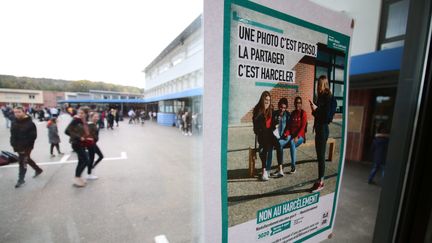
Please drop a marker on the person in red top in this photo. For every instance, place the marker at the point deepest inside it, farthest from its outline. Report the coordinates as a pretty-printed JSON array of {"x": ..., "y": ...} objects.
[{"x": 295, "y": 132}]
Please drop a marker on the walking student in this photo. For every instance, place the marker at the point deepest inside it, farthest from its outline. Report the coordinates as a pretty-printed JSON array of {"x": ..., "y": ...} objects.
[
  {"x": 321, "y": 111},
  {"x": 379, "y": 151},
  {"x": 283, "y": 118},
  {"x": 53, "y": 136},
  {"x": 295, "y": 133},
  {"x": 94, "y": 131},
  {"x": 264, "y": 123},
  {"x": 110, "y": 119},
  {"x": 23, "y": 136},
  {"x": 80, "y": 138}
]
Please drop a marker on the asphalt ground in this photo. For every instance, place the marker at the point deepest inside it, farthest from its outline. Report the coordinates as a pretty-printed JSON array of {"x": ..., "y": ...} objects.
[
  {"x": 148, "y": 186},
  {"x": 141, "y": 194}
]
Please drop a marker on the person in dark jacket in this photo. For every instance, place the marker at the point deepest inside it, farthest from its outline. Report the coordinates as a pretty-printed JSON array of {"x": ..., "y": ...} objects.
[
  {"x": 379, "y": 152},
  {"x": 23, "y": 136},
  {"x": 321, "y": 111},
  {"x": 94, "y": 131},
  {"x": 53, "y": 136},
  {"x": 8, "y": 115},
  {"x": 264, "y": 123},
  {"x": 295, "y": 132},
  {"x": 81, "y": 140},
  {"x": 283, "y": 117},
  {"x": 110, "y": 119}
]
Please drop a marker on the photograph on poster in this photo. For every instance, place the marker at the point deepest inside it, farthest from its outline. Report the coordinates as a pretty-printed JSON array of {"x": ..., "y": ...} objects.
[{"x": 276, "y": 70}]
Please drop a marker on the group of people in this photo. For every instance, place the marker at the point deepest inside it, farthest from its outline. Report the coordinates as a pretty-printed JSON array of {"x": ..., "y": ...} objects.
[
  {"x": 137, "y": 116},
  {"x": 83, "y": 131},
  {"x": 40, "y": 113},
  {"x": 187, "y": 121},
  {"x": 276, "y": 129}
]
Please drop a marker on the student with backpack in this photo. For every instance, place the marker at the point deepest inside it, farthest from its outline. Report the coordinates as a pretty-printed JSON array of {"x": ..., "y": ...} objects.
[
  {"x": 379, "y": 152},
  {"x": 323, "y": 112},
  {"x": 283, "y": 117},
  {"x": 93, "y": 150},
  {"x": 80, "y": 139},
  {"x": 23, "y": 136},
  {"x": 295, "y": 133},
  {"x": 53, "y": 136}
]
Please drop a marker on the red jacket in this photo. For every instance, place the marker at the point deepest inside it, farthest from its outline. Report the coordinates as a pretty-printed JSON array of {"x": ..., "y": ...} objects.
[{"x": 297, "y": 124}]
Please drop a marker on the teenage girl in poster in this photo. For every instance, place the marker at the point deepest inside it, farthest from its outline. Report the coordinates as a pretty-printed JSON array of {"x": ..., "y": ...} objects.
[{"x": 264, "y": 123}]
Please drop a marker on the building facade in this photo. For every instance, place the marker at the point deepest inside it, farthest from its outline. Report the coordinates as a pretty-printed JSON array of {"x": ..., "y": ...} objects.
[
  {"x": 174, "y": 79},
  {"x": 376, "y": 54},
  {"x": 21, "y": 97}
]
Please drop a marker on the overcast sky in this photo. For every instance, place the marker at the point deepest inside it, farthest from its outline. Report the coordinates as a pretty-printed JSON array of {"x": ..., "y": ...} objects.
[{"x": 97, "y": 40}]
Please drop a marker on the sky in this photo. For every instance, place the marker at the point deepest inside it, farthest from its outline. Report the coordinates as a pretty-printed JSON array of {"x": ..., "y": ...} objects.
[{"x": 109, "y": 41}]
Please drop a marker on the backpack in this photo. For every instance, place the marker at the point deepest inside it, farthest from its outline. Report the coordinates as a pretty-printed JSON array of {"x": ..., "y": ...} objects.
[
  {"x": 305, "y": 126},
  {"x": 332, "y": 110}
]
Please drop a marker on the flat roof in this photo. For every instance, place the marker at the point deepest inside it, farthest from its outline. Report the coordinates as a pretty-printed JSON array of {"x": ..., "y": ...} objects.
[
  {"x": 376, "y": 62},
  {"x": 182, "y": 94},
  {"x": 196, "y": 24}
]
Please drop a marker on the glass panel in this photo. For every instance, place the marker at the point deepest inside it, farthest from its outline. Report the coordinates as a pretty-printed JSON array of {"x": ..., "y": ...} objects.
[
  {"x": 323, "y": 56},
  {"x": 393, "y": 44},
  {"x": 339, "y": 72},
  {"x": 339, "y": 107},
  {"x": 397, "y": 19},
  {"x": 338, "y": 90},
  {"x": 320, "y": 71},
  {"x": 340, "y": 60}
]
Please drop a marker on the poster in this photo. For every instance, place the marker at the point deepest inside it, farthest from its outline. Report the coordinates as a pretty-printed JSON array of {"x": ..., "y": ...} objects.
[{"x": 266, "y": 50}]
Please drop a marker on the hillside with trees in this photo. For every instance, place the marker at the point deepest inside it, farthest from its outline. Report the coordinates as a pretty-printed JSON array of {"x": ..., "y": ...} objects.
[{"x": 12, "y": 82}]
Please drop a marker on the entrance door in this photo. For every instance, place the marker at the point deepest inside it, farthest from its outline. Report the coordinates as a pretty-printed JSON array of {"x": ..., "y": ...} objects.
[{"x": 382, "y": 103}]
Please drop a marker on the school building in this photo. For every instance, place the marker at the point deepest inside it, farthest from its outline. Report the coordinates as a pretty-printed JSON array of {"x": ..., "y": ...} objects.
[
  {"x": 21, "y": 97},
  {"x": 376, "y": 55},
  {"x": 174, "y": 79}
]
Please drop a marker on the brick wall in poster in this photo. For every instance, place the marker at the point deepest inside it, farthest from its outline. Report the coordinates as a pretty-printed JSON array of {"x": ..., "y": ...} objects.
[{"x": 305, "y": 74}]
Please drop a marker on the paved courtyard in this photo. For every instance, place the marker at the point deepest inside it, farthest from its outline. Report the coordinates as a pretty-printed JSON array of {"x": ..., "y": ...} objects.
[{"x": 148, "y": 186}]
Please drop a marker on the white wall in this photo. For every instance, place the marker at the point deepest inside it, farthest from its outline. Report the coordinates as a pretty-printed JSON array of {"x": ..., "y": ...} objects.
[
  {"x": 366, "y": 15},
  {"x": 170, "y": 68}
]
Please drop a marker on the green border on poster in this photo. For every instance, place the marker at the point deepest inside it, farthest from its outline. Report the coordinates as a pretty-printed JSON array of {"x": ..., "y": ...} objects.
[{"x": 344, "y": 39}]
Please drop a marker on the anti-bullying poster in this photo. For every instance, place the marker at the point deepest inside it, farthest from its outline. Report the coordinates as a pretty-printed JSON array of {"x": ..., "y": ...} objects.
[{"x": 271, "y": 66}]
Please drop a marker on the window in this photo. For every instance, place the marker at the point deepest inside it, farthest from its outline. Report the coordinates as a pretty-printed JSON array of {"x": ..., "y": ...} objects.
[
  {"x": 331, "y": 63},
  {"x": 394, "y": 17}
]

#####

• _Given request_
Reproduce the rows above verbatim, from the first one through the last, omitting the pictures.

• _Correct result_
Please drop a marker on the person in red top in this photo. For every instance, place the marker at the point deepest inside it, farthest from its outline. Report the coordinates as a pretty-printed JSON array of {"x": ..., "y": ...} objects.
[{"x": 295, "y": 132}]
Please drop a marker on the walking student in this photo. For every instance, place the marker at the point deepest inside it, farthest from its outline. Report the coordinates as a pretty-printed JSON array of {"x": ..., "y": ...} objects.
[
  {"x": 321, "y": 111},
  {"x": 379, "y": 151},
  {"x": 283, "y": 118},
  {"x": 53, "y": 136},
  {"x": 295, "y": 133},
  {"x": 94, "y": 131},
  {"x": 264, "y": 123},
  {"x": 110, "y": 119},
  {"x": 23, "y": 136},
  {"x": 80, "y": 138}
]
Please drop a marker on the asphalt ground in this photo. For every instance, place the marker at the point deepest inside it, farthest from its outline. Report the coordinates as a pretty-printed JSON array of {"x": ..., "y": ...} objects.
[
  {"x": 148, "y": 186},
  {"x": 141, "y": 194}
]
Please drop a marker on the person in dark jacket in this photo. For every instance, place the marker at the point deepest inside it, farthest from its outline. Report the coordinates as a pretty-printed JSON array of {"x": ..., "y": ...} objects.
[
  {"x": 379, "y": 152},
  {"x": 23, "y": 136},
  {"x": 321, "y": 111},
  {"x": 94, "y": 131},
  {"x": 53, "y": 136},
  {"x": 8, "y": 115},
  {"x": 264, "y": 123},
  {"x": 295, "y": 132},
  {"x": 81, "y": 140},
  {"x": 283, "y": 117},
  {"x": 110, "y": 119}
]
Please drop a marker on the photograph on poster in this photo. For every instance, place the marker at the point deepest inside it, farthest from its outline. Report the coordinates as a pretty-printed JSON array of {"x": ..., "y": ...} objects.
[{"x": 276, "y": 70}]
Please drop a marker on the group of people in this photo. For every instance, place the marker at the point deepest inside it, farthest from its outline. Report the coordinates as a pretty-printed JSON array of {"x": ..., "y": ...} objects.
[
  {"x": 137, "y": 116},
  {"x": 83, "y": 131},
  {"x": 40, "y": 113},
  {"x": 187, "y": 121},
  {"x": 276, "y": 129}
]
Please drop a marker on the student with backpack in this photo. For every instance, place the marker at the point deepest inside it, farthest from its outline. Report the coordinates as a pretty-printed JSON array of {"x": ..., "y": ...} objects.
[
  {"x": 379, "y": 152},
  {"x": 323, "y": 112},
  {"x": 283, "y": 117},
  {"x": 93, "y": 150},
  {"x": 80, "y": 139},
  {"x": 23, "y": 136},
  {"x": 295, "y": 133},
  {"x": 53, "y": 136}
]
Please drop a marker on the red jacket in this photo. For every instance, place the marker at the point deepest inside it, farthest from its outline. Report the coordinates as a pretty-printed JSON array of {"x": ..., "y": ...} objects.
[{"x": 297, "y": 124}]
Please drop a marker on the teenage girl in poster in this photo. For every instance, place the marker at the point deepest inside it, farthest from its outline. Report the coordinates as a pretty-printed JSON array of {"x": ..., "y": ...} objects.
[{"x": 264, "y": 123}]
Please drop a marker on the building facade in this photo. For every instance, place the marker at the point deepest inside it, farthest from its outline. Report the coordinates as a pretty-printed JSON array of {"x": ..., "y": ...} objects.
[
  {"x": 174, "y": 79},
  {"x": 376, "y": 54},
  {"x": 21, "y": 97}
]
Please drop a marker on the overcast sky in this photo. For every instance, place the marker at the point deepest inside it, farthest from its outline. Report the coordinates as a pretty-printed JSON array of {"x": ..., "y": ...} objects.
[{"x": 97, "y": 40}]
Please drop a marker on the sky in this photo. For every instance, place the marker at the point deepest inside it, farthest from its outline. Report the coordinates as a pretty-printed JSON array of {"x": ..., "y": ...} objects.
[{"x": 109, "y": 41}]
Please drop a marker on the backpack in this photo. For every instance, place the marker at the point deepest inside it, farthest from its outline. Report the coordinates as a pretty-printed JSON array of {"x": ..., "y": ...} objects.
[
  {"x": 305, "y": 126},
  {"x": 332, "y": 110}
]
Please drop a marker on the flat roof in this photo. For every instance, place the marker at the point deepest inside it, farthest from its outline. Report the coordinates as a pretty-printed JSON array of {"x": ..., "y": ...} objects.
[
  {"x": 376, "y": 62},
  {"x": 182, "y": 94},
  {"x": 196, "y": 24}
]
Please drop a marker on the glass panel in this photo. For every instance, place the marker at the point deepest inside it, farthest from its outline. Report the coordinates as a pretty-printed JSON array of {"x": ..., "y": ...} objects.
[
  {"x": 323, "y": 56},
  {"x": 393, "y": 44},
  {"x": 339, "y": 72},
  {"x": 339, "y": 107},
  {"x": 397, "y": 19},
  {"x": 338, "y": 90},
  {"x": 320, "y": 71},
  {"x": 340, "y": 60}
]
Please drop a marker on the poster in this photo. For every instance, place the marker at the point deepest inside it, farthest from its outline. Report the coordinates as a pretty-printed JSON array of {"x": ..., "y": ...} objects.
[{"x": 266, "y": 50}]
Please drop a marker on the hillside with trees in this photo. For every instance, place the marker at the point deepest inside it, farthest from its outline. Report the coordinates as a pretty-printed JSON array of {"x": ..., "y": ...} objects.
[{"x": 12, "y": 82}]
Please drop a marker on the entrance door in this photo. For every instance, place the marker at the point deepest inside it, farthest from its outline. Report the coordinates as a pretty-printed JSON array of {"x": ..., "y": ...} objects.
[{"x": 382, "y": 103}]
Please drop a marker on the school building in this photo. For every instance, place the marker at the point deepest inside it, farthest from its outline. Report the coordinates as a pretty-printed JSON array of {"x": ..., "y": ...} objects.
[
  {"x": 21, "y": 97},
  {"x": 376, "y": 55},
  {"x": 174, "y": 79}
]
Please drop a marker on the brick wall in poster in this photo. For every instance, place the marker at the point deepest inside it, farthest from its outline. Report the coordinates as a pretty-printed JSON array of {"x": ..., "y": ...} objects.
[{"x": 305, "y": 74}]
Please drop a marker on the paved courtyard in this photo. For every instance, place the marker at the point deepest inside it, farthest from its outline. Report the coordinates as a pretty-printed JSON array of {"x": ..., "y": ...} objects.
[{"x": 148, "y": 186}]
Please drop a marker on the white wall in this photo. For every instance, place the marker at the point deepest inside it, farthest from its outline. Report the coordinates as a pretty-printed JSON array of {"x": ..., "y": ...} objects.
[
  {"x": 366, "y": 15},
  {"x": 170, "y": 68}
]
Please drop a marker on the green border on poster in this photo. For every instance, place the marker at the point deepest inside it, farthest from its outline. Report the coordinates as a pretty-printed JSON array of {"x": ..., "y": ...} objects.
[{"x": 344, "y": 39}]
Please drop a marker on the anti-bullying poster in this photo. For every instance, place the marker at the point deepest inside it, farthest from its outline. Report the coordinates as a pretty-printed JSON array of {"x": ..., "y": ...} objects.
[{"x": 271, "y": 66}]
Please drop a marker on the window in this photo. For every instance, place the marker at the point deepest inside it, farthest from its outline. Report the coordinates as a pretty-printed JSON array of {"x": ..., "y": ...} objects.
[
  {"x": 331, "y": 63},
  {"x": 394, "y": 17}
]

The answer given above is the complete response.